*** PROVIDED MATERIAL ***

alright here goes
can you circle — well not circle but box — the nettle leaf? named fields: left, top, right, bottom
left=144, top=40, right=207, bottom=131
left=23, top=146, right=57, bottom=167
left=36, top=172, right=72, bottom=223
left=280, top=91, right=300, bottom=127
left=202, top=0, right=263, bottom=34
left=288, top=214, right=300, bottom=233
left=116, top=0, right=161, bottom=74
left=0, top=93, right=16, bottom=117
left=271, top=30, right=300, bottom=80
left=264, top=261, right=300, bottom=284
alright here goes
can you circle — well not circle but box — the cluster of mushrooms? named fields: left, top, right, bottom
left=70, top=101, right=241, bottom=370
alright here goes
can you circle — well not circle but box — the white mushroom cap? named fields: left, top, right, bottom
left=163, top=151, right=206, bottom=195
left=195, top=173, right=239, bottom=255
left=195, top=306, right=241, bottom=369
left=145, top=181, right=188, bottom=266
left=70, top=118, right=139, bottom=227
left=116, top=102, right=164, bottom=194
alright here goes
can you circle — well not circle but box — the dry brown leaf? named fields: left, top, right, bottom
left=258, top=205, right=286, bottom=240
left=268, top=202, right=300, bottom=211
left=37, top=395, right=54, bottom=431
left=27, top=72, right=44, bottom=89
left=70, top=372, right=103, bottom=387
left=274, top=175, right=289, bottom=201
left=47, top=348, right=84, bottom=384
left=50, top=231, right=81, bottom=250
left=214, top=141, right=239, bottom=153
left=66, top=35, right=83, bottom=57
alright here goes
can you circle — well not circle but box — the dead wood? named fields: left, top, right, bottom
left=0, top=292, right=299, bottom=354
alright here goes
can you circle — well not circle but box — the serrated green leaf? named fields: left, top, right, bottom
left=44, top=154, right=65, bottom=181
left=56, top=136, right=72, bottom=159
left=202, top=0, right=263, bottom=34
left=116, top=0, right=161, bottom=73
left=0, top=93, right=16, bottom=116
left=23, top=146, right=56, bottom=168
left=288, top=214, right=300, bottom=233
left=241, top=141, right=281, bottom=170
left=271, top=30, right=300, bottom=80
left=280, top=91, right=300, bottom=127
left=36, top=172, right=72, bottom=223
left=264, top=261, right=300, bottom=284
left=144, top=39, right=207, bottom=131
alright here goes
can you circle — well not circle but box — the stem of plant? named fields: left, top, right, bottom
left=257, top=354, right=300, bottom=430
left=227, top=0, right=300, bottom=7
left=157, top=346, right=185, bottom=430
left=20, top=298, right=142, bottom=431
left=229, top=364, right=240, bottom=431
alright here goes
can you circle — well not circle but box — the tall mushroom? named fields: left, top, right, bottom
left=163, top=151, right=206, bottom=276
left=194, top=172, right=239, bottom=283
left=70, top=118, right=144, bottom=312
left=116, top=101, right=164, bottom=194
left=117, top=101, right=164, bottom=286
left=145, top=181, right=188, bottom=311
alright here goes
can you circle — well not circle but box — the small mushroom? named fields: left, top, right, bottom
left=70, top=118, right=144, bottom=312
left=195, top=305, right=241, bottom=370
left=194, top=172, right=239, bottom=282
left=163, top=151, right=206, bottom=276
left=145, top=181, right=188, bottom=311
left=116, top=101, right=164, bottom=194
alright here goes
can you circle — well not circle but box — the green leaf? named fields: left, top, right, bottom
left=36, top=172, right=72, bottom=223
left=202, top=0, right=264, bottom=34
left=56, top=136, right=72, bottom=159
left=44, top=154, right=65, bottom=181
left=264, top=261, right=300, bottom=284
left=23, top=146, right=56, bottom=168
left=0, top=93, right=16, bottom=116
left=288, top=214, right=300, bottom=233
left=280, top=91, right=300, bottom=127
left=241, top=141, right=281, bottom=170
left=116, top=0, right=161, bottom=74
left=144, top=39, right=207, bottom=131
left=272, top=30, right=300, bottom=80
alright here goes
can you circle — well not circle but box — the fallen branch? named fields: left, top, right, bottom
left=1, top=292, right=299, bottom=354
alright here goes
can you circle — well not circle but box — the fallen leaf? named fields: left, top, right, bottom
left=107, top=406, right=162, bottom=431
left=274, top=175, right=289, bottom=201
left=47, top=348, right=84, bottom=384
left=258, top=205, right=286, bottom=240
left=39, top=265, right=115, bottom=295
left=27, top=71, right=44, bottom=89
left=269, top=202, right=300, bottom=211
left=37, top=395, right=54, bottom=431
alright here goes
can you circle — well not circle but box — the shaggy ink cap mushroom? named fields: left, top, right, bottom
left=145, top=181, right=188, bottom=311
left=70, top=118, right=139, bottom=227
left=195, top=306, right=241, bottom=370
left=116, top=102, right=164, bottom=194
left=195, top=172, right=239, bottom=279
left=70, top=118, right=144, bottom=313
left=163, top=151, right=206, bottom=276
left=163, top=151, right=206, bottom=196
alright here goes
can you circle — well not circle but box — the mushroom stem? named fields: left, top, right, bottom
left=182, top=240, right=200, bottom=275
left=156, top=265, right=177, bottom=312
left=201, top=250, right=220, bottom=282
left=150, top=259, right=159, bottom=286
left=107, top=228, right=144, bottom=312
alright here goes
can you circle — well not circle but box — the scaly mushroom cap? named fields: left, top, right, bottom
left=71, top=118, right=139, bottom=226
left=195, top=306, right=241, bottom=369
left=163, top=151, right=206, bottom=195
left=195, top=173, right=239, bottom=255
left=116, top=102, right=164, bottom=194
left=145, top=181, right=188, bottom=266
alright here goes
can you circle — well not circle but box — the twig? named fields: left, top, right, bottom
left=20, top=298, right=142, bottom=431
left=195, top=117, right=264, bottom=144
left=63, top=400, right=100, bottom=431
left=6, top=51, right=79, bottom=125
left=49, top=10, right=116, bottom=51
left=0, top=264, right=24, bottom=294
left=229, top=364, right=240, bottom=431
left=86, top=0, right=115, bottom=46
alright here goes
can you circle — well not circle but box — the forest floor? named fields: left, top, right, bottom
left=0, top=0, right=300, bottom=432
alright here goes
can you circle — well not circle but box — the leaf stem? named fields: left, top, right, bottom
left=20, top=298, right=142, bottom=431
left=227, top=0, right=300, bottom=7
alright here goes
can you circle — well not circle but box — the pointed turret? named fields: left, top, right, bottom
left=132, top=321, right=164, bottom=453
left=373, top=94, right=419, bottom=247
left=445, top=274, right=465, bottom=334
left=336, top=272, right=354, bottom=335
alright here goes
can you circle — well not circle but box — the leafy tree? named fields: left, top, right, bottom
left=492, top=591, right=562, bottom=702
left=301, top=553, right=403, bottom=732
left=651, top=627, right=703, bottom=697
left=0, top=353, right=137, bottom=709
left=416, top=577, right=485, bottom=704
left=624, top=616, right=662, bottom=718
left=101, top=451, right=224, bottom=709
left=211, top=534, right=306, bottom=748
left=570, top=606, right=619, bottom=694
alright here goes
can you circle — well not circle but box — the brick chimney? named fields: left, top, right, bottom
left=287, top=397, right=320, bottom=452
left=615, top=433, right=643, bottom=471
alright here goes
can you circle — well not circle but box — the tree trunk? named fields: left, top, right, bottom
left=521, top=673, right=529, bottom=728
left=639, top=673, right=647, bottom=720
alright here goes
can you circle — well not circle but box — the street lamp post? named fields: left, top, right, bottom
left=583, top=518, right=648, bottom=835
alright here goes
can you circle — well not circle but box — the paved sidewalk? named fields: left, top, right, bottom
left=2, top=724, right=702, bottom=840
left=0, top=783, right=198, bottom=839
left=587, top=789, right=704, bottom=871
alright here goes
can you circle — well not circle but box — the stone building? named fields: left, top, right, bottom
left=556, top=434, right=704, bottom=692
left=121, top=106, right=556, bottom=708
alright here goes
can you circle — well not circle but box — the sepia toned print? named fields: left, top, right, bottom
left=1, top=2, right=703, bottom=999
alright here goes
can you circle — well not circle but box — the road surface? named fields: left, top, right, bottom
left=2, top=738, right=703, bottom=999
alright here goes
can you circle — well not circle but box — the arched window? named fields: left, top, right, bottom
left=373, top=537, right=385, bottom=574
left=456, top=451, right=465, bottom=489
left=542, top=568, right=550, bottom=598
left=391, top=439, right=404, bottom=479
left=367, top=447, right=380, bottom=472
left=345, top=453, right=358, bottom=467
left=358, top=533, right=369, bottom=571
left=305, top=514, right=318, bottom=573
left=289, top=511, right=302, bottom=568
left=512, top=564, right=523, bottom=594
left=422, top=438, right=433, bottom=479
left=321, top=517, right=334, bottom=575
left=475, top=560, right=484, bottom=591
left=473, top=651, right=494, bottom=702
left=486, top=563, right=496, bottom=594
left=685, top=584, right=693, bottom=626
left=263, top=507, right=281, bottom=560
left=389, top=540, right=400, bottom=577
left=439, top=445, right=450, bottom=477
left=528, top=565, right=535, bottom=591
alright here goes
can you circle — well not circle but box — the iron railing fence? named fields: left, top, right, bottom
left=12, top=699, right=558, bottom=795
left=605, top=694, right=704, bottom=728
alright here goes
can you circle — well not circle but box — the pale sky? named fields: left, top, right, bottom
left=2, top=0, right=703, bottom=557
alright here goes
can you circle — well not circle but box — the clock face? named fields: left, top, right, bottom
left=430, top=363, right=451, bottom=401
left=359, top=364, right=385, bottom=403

*** End of PROVIDED MATERIAL ***

Word for word, restate only the lines from the one containing "clock face? named fields: left, top, right, bottom" through the last line of the entries, with both ends kept.

can you circle — well not circle but box — the clock face? named fields: left, top, right, bottom
left=430, top=363, right=451, bottom=401
left=359, top=364, right=385, bottom=403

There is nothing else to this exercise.